● **TASK GOAL**: Look through the lines below and copy each one that includes "locate".
___ ENTRIES SUPPLIED
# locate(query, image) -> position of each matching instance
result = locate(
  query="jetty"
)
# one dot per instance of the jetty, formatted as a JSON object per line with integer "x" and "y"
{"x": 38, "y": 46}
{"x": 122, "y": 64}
______
● **TASK ANSWER**:
# locate(query, image) -> position of each matching instance
result = locate(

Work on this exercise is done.